== Texto seleccionado
21 De Diciembre de 2023
San Miqueas
Santo del Antiguo
Testamento
(750 AC)
Conmemoración
de San Miqueas, profeta, el cual, en los días de Joatán, Acaz y
Ezequías, reyes de Judá, defendió con su predicación a los
oprimidos, condenó los ídolos y las perversidades, y anunció al
pueblo elegido, que desde los días eternos, nacería en Belén de
Judá, un caudillo que apacentaría a Israel, con la fortaleza del
Señor.
En la secuencia de «profetas menores» que
venimos celebrando desde fines de noviembre, damos con Miqueas, un
salto muy atrás en el tiempo: con Malaquías habíamos llegado hacia
mediados del siglo V: el Templo ha sido reconstruido, pero el
espíritu de Judá está débil, y el profeta alienta a cobrar nuevos
ánimos.
Con Miqueas, en cambio, retrocedemos tres siglos, a
mediados del siglo VIII antes de Cristo; es casi la misma época que
la de Isaías, e incluso comparte con Isaías, algunos de sus temas,
y algunos aspectos de su lenguaje.
Estos son unos pocos
trazos, de la situación del momento: el pueblo bíblico permanece
dividido en dos, desde hace siglo y medio, un Reino del Norte
(Israel), con capital en Samaría, y un Reino del Sur (Judá), con
capital en Jerusalén; el norte ha conservado gran parte de la
tradición religiosa antigua, una religiosidad más «carismática»,
siempre en peligro de recaer en las burdas supercherías y el
politeísmo; el sur está orgulloso de haber conservado el templo, y
la legitimidad de la corona de David, una jerarquía religiosa que
vive al calor del templo, con el permanente peligro que esto
conlleva, de volverse una mera «burocracia sagrada».
En
la Biblia están representados los dos grupos, y hay profetas de los
dos reinos, porque hasta la caída de Samaría, a manos de Asiria, en
el 721, la Corona del Norte sigue siendo -para la corona de David
y para la religión del sur- una «hermana separada». A esa
época se refiere la noticia breve del Martirologio, cuando dice «en
los días de Joatan, Acaz y Ezequias, reyes de Judá», esto es,
aproximadamente entre el 750 y el 687. Este Miqueas referido al libro
que lleva su nombre, y cuya memoria celebramos, no debe ser
confundido, con otro profeta homónimo, pero que predicó en el reino
del Norte un siglo antes (hacia el 860), en tiempos de Ajab de Israel
y Josafat de Judá, según se narra en 1Reyes 22, y que no tiene
ningún libro bíblico a su nombre, ni se celebra en el
Martirologio.
De Miqueas sabemos biográficamente bien poco;
en el encabezado del libro no menciona, como es costumbre, el nombre
de su padre, lo que hace pensar en un profeta, que no pertenece a
ningún linaje reconocido, no se trata de un «profeta hijo de
profetas», sino más bien alguien de pueblo, de un medio rural
(de Moréset, una aldea fronteriza de Judá), y alejado de las dos
grandes ciudades -Jerusalén y Samaría- y de su esplendor; un hombre
no dado, al lenguaje ingenioso ni pulido, sino franco y directo, casi
rudo.
====
== Filas
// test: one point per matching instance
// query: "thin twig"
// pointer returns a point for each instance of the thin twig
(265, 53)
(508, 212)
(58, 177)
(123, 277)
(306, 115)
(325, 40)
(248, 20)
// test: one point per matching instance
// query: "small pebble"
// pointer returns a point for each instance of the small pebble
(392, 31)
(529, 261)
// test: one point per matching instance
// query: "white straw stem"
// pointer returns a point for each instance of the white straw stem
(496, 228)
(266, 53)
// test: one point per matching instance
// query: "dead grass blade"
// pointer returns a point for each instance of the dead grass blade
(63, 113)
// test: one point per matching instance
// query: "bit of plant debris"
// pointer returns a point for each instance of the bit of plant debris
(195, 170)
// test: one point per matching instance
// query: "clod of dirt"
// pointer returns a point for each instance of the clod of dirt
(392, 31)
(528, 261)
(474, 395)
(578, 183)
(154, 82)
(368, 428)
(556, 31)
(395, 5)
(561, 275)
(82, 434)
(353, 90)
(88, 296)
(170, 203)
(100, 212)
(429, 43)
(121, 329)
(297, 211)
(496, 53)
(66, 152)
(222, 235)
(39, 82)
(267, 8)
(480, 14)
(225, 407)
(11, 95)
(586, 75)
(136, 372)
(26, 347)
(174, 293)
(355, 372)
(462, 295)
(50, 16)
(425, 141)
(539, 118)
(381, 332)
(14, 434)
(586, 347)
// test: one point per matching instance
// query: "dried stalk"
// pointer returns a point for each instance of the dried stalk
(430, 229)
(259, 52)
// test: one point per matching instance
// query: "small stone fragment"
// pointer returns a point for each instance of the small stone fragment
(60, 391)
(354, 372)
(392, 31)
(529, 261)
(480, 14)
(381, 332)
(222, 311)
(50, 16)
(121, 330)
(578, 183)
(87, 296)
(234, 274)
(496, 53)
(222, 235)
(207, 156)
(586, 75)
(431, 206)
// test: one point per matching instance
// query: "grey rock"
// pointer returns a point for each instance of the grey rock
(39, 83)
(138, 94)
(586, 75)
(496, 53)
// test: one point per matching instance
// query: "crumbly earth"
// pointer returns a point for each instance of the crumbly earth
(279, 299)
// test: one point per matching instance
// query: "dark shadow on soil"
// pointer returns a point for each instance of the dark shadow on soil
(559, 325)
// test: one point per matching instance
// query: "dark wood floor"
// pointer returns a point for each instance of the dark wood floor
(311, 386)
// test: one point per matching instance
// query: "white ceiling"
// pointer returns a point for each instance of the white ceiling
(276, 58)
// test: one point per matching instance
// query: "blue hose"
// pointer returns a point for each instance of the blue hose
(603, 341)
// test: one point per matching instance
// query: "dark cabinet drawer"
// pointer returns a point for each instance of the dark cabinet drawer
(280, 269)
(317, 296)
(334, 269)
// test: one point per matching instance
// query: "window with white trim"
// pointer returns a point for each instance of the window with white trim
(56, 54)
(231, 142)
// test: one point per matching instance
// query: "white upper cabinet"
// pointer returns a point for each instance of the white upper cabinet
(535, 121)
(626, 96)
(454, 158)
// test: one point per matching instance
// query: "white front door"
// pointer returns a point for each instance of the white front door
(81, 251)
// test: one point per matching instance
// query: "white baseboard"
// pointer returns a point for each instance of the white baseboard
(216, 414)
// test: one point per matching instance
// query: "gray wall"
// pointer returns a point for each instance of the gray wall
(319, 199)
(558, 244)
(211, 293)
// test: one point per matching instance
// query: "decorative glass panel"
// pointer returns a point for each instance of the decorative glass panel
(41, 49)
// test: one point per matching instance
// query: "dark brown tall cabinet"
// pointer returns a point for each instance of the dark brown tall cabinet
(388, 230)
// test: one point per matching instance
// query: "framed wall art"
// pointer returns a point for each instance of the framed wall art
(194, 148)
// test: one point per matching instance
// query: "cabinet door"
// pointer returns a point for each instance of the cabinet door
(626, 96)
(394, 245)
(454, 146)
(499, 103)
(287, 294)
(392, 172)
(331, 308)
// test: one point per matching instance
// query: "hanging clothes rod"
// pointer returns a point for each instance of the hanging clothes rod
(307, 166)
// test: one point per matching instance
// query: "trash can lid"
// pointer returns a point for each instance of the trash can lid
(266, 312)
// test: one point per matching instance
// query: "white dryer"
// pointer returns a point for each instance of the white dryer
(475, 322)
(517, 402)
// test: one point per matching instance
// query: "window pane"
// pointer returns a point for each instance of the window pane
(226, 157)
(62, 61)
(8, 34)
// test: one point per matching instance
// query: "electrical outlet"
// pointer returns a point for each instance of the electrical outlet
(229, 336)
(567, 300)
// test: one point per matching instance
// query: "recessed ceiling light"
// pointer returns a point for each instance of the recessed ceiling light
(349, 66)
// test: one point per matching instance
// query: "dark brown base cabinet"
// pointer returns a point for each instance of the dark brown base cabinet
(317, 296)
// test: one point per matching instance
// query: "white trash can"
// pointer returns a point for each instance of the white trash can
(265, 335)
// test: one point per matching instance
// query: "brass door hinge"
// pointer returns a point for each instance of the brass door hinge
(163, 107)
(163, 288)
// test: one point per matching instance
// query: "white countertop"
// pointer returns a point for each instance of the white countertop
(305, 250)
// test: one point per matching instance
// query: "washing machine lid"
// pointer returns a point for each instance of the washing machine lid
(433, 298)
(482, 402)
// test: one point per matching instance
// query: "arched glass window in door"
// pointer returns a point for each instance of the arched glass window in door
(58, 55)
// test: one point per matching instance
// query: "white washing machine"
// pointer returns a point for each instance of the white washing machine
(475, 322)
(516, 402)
====
Qué se pide: Transcribe del texto sobre San Miqueas el pasaje que va desde "Con Miqueas, en" hasta "de su lenguaje.".

Respuesta del ejercicio:
Con Miqueas, en cambio, retrocedemos tres siglos, a
mediados del siglo VIII antes de Cristo; es casi la misma época que
la de Isaías, e incluso comparte con Isaías, algunos de sus temas,
y algunos aspectos de su lenguaje.